◆ EXERCISE GOAL ◆
Recast the records below as a Markdown table with two columns, Row and Line: give each line its own row, numbered in order, and leave out any blank lines.

● ● ●

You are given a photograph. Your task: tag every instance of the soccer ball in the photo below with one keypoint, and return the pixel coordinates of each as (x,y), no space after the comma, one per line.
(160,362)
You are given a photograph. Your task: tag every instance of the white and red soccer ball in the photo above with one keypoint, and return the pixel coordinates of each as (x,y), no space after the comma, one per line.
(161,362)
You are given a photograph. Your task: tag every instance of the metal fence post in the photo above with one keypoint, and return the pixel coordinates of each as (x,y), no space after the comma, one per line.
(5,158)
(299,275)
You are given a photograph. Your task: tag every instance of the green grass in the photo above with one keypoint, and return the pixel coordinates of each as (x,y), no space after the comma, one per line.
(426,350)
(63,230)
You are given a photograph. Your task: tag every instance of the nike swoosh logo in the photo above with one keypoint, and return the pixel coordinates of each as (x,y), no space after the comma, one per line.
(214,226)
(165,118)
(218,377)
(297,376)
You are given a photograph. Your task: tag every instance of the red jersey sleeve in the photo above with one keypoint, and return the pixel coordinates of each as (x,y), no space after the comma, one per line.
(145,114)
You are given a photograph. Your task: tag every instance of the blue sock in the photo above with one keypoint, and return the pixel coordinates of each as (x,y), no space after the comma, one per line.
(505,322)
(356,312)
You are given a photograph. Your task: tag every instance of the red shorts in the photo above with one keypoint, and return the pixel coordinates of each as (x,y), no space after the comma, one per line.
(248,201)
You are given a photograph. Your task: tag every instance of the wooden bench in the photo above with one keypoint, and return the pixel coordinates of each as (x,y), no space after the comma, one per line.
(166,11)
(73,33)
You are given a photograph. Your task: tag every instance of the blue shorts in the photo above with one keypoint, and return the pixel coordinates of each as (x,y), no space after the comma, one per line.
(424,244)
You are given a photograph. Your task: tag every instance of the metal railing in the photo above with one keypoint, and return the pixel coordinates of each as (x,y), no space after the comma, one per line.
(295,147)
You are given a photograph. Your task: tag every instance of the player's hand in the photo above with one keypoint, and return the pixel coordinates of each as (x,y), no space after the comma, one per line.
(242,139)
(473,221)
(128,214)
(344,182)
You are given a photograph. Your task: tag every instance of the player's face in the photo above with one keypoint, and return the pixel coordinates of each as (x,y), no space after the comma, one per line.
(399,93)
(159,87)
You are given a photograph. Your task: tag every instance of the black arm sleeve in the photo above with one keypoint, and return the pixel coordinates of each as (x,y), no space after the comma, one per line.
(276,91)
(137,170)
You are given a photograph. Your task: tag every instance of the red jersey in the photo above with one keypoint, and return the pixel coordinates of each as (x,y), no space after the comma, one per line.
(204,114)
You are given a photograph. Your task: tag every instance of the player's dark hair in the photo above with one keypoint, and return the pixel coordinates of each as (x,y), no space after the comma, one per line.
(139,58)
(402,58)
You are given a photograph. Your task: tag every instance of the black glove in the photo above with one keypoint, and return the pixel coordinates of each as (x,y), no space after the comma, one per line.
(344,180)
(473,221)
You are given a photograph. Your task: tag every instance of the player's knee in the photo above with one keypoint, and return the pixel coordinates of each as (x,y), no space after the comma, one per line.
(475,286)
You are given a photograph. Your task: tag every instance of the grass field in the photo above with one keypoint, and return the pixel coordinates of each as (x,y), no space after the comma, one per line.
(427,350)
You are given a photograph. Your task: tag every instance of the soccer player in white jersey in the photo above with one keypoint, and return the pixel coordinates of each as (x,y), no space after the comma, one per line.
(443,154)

● ● ●

◆ EXERCISE ANSWER ◆
| Row | Line |
|---|---|
| 1 | You are given a photograph. Your task: tag every instance of the soccer ball in the photo below with one keypoint, and return the pixel coordinates of each as (x,y), no space after the comma, one per line. |
| 2 | (160,362) |
| 3 | You are given a photograph. Your task: tag every instance of the white and red soccer ball in the photo above with one keypoint, and return the pixel coordinates of each as (x,y), no space after the comma, one per line. |
| 4 | (161,362) |
| 5 | You are given a photograph. Your task: tag every instance of the metal fence post in the photo above with one keypoint, and return the pixel coordinates of each as (x,y), no space after the comma, one per line. |
| 6 | (5,158) |
| 7 | (299,275) |
| 8 | You are given a photograph. Your task: tag every instance of the green grass in the photo above with one keypoint, and return the pixel coordinates of each as (x,y), no space after the comma, one per line. |
| 9 | (426,350) |
| 10 | (63,230) |
| 11 | You are given a photograph. Your task: tag every instance of the nike swoosh logo in the photo above with one keypoint, and return the pixel coordinates of each as (x,y), no space after the comma, one per line. |
| 12 | (214,226) |
| 13 | (165,118) |
| 14 | (218,377) |
| 15 | (297,376) |
| 16 | You are given a photograph. Your task: tag every instance of the red jersey sleeve in the photo above with one keypoint, and return the pixel coordinates of each as (x,y), no space after the comma, one per line. |
| 17 | (145,114) |
| 18 | You are given a photograph. Your task: tag every instance of the blue sock in the photo above with one keypoint, and return the pixel coordinates of each as (x,y), no space after the comma, one per line. |
| 19 | (505,322) |
| 20 | (356,312) |
| 21 | You are given a photograph. Your task: tag every instance of the red shorts in the photo above with one keypoint, and return the pixel coordinates of each as (x,y), no space after the comma, one per line. |
| 22 | (248,201) |
| 23 | You are given a photograph. Your task: tag every instance of the wooden bench in the photo above with one keypoint, and return the pixel coordinates of each as (x,y), no space after the comma, one per line. |
| 24 | (166,11) |
| 25 | (73,33) |
| 26 | You are given a photograph. Your task: tag every instance of the blue shorts in the photo above with one keypoint, and return the pixel coordinates of each as (x,y), no space after the comma, one per line. |
| 27 | (424,244) |
| 28 | You are given a photograph. Your task: tag every instance of the metal railing in the photo above with one keypoint, and return the pixel coordinates of each as (x,y), no space after the comma, one per line. |
| 29 | (295,147) |
| 30 | You are given a photograph. Your task: tag every instance of the player's hand in the photo above with one keypoint, and return the pixel coordinates of each as (x,y), no space after the comma, one per line. |
| 31 | (242,139) |
| 32 | (473,221) |
| 33 | (128,214) |
| 34 | (344,182) |
| 35 | You are given a photograph. Your task: tag every instance of the player's face in the photo above with one keypoint, and return the pixel coordinates of each as (x,y), no space after the comma, one per line. |
| 36 | (399,93) |
| 37 | (159,87) |
| 38 | You are given a photograph. Your task: tag every instance of the black arm sleeve in the photo above with one keypoint, and return the pixel coordinates of each as (x,y), no space after the comma, one per line. |
| 39 | (276,91) |
| 40 | (137,170) |
| 41 | You are given a photograph. Your task: tag every instance of the red jersey in the photo above with one keypoint, and return the pixel coordinates of each as (x,y), no space after the comma, one per line. |
| 42 | (204,114) |
| 43 | You are given a photograph. Your task: tag every instance of the player's dark hair in the photo above with one keypoint, and return the pixel coordinates of each as (x,y), no space after the comma, one per line. |
| 44 | (139,58) |
| 45 | (402,58) |
| 46 | You are given a photograph. Your task: tag every instance of the black glove in the photo above with one keypoint, and return the pixel coordinates of each as (x,y), no space after the comma, one per line. |
| 47 | (344,180) |
| 48 | (473,221) |
| 49 | You are given a photograph. Your task: tag every instance of the player's knee in the photo above with one keypoint, and return the pixel coordinates of each as (x,y), no space after the comma, one per line. |
| 50 | (475,286) |
| 51 | You are given a photograph. Your task: tag every instance of the grass field in the photo above with one keypoint, and return the pixel coordinates of each as (x,y), no space after the comma, one per line. |
| 52 | (427,350) |
| 53 | You are given a photograph. Your task: tag every instance of the soccer player in white jersey in the photo above with one keypoint, and return the pixel coordinates of each as (x,y), no space after the comma, one per line. |
| 54 | (443,154) |